## Exercise objective
Copy out the records below word for word, leaving the pictures out of your answer.

(Point annotations for photos)

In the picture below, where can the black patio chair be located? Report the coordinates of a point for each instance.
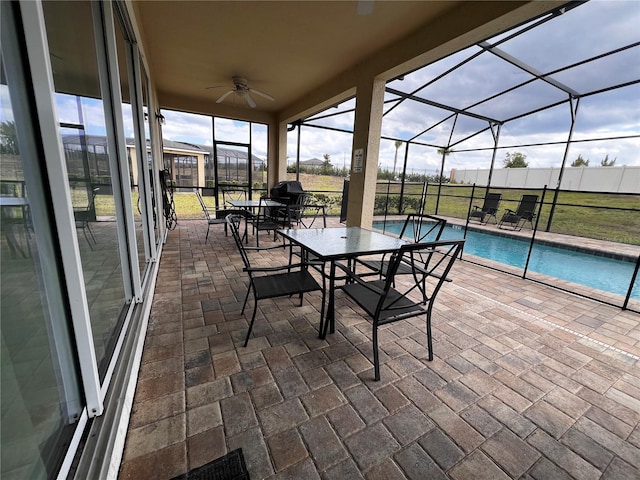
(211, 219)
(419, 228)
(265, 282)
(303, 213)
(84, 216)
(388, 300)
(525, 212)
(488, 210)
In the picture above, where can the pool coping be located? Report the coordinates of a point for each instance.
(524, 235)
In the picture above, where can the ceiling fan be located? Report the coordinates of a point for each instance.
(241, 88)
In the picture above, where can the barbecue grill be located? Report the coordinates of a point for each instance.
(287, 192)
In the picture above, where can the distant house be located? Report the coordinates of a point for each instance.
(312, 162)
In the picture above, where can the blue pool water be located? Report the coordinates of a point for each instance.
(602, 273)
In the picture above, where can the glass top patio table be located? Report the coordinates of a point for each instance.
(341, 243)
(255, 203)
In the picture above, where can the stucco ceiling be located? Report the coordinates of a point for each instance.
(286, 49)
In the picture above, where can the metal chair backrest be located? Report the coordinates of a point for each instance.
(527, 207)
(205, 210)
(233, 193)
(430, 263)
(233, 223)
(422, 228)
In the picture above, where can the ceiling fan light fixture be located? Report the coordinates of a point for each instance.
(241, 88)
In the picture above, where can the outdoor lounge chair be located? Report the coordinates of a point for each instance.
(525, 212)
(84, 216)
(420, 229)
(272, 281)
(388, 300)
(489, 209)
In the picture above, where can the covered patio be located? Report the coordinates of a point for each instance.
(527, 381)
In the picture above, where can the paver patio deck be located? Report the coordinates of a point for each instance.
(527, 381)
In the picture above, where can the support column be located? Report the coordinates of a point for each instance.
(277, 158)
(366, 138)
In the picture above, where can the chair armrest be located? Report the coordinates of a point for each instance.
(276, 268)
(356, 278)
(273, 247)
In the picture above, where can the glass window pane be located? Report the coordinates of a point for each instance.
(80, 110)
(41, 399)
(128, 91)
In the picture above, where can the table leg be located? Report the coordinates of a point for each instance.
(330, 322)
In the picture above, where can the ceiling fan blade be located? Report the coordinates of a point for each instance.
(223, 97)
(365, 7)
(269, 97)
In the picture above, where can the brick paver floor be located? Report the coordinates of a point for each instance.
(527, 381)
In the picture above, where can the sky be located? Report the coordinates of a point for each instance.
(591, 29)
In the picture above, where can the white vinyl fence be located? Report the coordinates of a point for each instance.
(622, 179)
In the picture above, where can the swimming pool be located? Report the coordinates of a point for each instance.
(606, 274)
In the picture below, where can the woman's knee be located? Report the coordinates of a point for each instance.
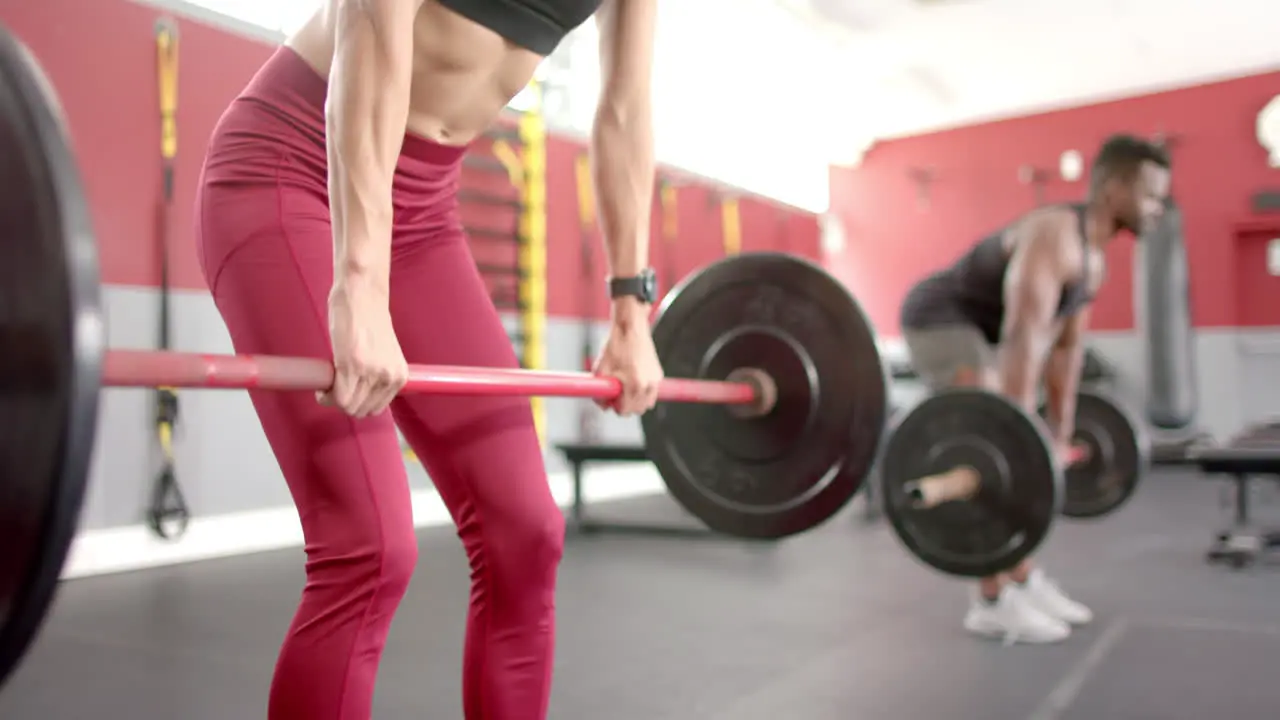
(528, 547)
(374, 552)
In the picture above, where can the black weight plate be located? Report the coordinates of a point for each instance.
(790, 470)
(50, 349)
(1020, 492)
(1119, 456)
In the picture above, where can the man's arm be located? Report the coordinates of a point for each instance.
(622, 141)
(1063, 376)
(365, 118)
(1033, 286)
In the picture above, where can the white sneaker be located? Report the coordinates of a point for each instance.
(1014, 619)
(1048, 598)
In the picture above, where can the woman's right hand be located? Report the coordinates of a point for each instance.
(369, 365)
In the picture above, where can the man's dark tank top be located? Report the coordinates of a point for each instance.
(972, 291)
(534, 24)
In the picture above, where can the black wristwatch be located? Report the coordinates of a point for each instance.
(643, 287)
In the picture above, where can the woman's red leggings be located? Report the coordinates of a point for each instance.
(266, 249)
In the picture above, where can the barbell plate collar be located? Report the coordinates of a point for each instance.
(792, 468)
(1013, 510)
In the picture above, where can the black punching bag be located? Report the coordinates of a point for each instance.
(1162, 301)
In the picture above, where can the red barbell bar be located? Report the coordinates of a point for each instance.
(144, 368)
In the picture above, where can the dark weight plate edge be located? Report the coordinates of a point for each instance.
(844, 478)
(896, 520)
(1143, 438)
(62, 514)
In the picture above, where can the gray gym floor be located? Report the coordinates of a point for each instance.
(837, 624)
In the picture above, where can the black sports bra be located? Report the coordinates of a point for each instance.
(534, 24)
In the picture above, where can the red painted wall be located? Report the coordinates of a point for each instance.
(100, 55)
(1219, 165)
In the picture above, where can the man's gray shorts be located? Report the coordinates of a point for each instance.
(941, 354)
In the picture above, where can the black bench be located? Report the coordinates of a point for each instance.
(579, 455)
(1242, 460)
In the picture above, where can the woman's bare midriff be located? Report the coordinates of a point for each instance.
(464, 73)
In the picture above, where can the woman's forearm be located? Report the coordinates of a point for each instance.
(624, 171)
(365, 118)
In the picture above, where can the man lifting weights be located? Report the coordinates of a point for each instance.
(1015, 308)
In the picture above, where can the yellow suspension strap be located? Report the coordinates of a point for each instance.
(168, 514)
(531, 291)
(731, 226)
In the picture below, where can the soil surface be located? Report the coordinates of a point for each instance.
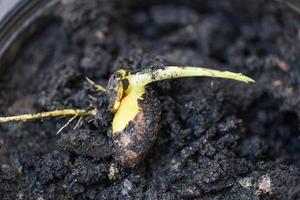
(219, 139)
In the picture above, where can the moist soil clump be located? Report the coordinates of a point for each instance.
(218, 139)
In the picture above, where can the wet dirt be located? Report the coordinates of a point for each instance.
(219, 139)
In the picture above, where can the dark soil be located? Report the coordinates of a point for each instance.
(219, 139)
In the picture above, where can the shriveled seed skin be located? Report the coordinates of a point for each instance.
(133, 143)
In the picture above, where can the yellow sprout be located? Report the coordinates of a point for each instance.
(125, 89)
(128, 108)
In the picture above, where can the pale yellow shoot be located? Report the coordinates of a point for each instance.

## Solution to this problem
In the picture below, where can the black patio chair be located? Report the coordinates of a point for each instance.
(211, 219)
(419, 228)
(265, 282)
(303, 213)
(84, 216)
(388, 300)
(525, 212)
(488, 210)
In the picture above, where can the pool coping be located? Report the coordinates of a point for each instance.
(524, 235)
In the picture above, where can the ceiling fan be located? Report the coordinates of a point for each instance.
(241, 88)
In the picture above, where can the barbecue grill be located? Report the coordinates of a point for each instance.
(287, 192)
In the picture above, where can the distant house be located? Report the coordinates of a point for each instance.
(312, 162)
In the picture above, where can the blue pool water be located? Report the coordinates of a point for each instance.
(602, 273)
In the picture above, where can the glass top patio table be located? Report the coordinates of a point for each instance.
(341, 243)
(255, 203)
In the picture above, where can the stucco ceiling be located? Report the coordinates of a point for each instance.
(286, 49)
In the picture above, where can the metal chair backrest be located? Report the coordinates of a point for each instance.
(527, 207)
(205, 210)
(233, 193)
(430, 263)
(233, 223)
(422, 228)
In the picture above, where can the ceiling fan light fixture be located? Report the coordinates of a point for each instance.
(241, 88)
In the picture above, where can the outdoor lounge chair be located? Report the coordinates of a point for each instance.
(525, 212)
(84, 216)
(420, 229)
(272, 281)
(388, 300)
(489, 209)
In the picture above, where can the covered patio be located? Report the coordinates of a point for each instance.
(527, 381)
In the picture above, where can the paver patio deck be located? Report the coordinates of a point for each instance.
(527, 381)
In the picture above, where can the support column be located? Report the coordinates of a point for each instance.
(277, 158)
(366, 138)
In the picture above, where can the chair armrest be located? Report the coordinates of a point for each instance.
(276, 268)
(356, 278)
(273, 247)
In the picture above, where can the glass window pane be located? Report the coordinates of a point for each instance.
(80, 110)
(41, 399)
(128, 91)
In the picture above, where can the table leg be located? Report the coordinates of a point for each instance.
(330, 322)
In the picture above, where can the ceiling fan blade be located? Report the coordinates of a point for each instance.
(223, 97)
(365, 7)
(269, 97)
In the picture above, where can the brick paver floor be located? Report the coordinates of a point for each instance.
(527, 381)
In the picture above, where can the sky be located? Report the coordinates of a point for each instance.
(591, 29)
In the picture above, where can the white vinyl fence be located? Report the coordinates of a point for each instance.
(622, 179)
In the picture above, where can the swimming pool be located? Report the coordinates of a point for each instance.
(606, 274)
In the picture below, where can the woman's knee be located? Report the coordinates of a point for each instance.
(528, 547)
(374, 552)
In the picture above, where can the black weight plate be located? Report the coordinates of a point for each instance.
(790, 470)
(50, 349)
(1020, 492)
(1119, 456)
In the picture above, where can the man's arm be located? Report the coordinates of a point for each instance.
(622, 141)
(1063, 376)
(365, 118)
(1033, 286)
In the picture above, where can the white sneaker be located? Report the coordinates of a point for each instance.
(1014, 619)
(1048, 598)
In the picture above, where can the woman's right hand be located? Report the coordinates of a point for each instance.
(369, 365)
In the picture above, where can the man's dark tank top be located? Report the coordinates of a point for each instance.
(972, 291)
(534, 24)
In the picture above, where can the black wristwatch be located? Report the coordinates of a point for each instance.
(643, 287)
In the picture above, where can the woman's red leggings be located? Report the coordinates of a point for each instance.
(266, 249)
In the picture above, where can the barbell plate collar be located? Report the coordinates of a point for each instance.
(792, 468)
(1013, 510)
In the picture above, where can the black punching bag be located? Report the coordinates of a point for each instance.
(1162, 301)
In the picture above, where can the red barbell bar be located? Report the coordinates of a point for each instance.
(144, 368)
In the picture above, where can the dark weight plate edge be located? Report the coordinates of a point for each instance.
(844, 478)
(896, 520)
(1143, 438)
(62, 514)
In the picture above, where can the gray gym floor be located? Report the coordinates of a point for each instance.
(837, 624)
In the picture above, where can the black sports bra be located? Report the coordinates of a point for each instance.
(534, 24)
In the picture above, where can the red painted wall be located? Report the coordinates of a point for each instance.
(100, 55)
(1219, 165)
In the picture above, where can the man's gray shorts be located? Report the coordinates of a point for each instance.
(941, 354)
In the picture above, where can the black bench be located? Report the coordinates of a point for each instance.
(579, 455)
(1242, 460)
In the picture above, where can the woman's bare midriff be located? Report the coordinates of a point for each instance.
(464, 73)
In the picture above, where can the woman's forearm be located? Report the coordinates of a point for each instance.
(624, 171)
(365, 118)
In the picture above, where can the man lifting weights be located? Report the coordinates of a point for each instance.
(1015, 308)
In the picture above, where can the yellow suspension strap be located? Report the coordinates of a point for each instance.
(168, 514)
(531, 291)
(731, 226)
In the picture below, where can the soil surface be located? Report the coordinates of a point for each instance.
(219, 139)
In the picture above, where can the moist soil clump be located? Report the coordinates of a point for each instance.
(218, 139)
In the picture above, where can the wet dirt be located? Report the coordinates of a point for each instance.
(219, 139)
In the picture above, where can the dark soil be located? Report the coordinates of a point for each instance.
(219, 139)
In the picture above, where can the shriveled seed skin be located? Report the coordinates of a point for each instance.
(133, 143)
In the picture above, where can the yellow sprout be located? Report the coordinates of a point for each instance.
(125, 89)
(128, 108)
In the picture above, where can the pale yellow shoot be located? Report the coordinates of a point for each instance.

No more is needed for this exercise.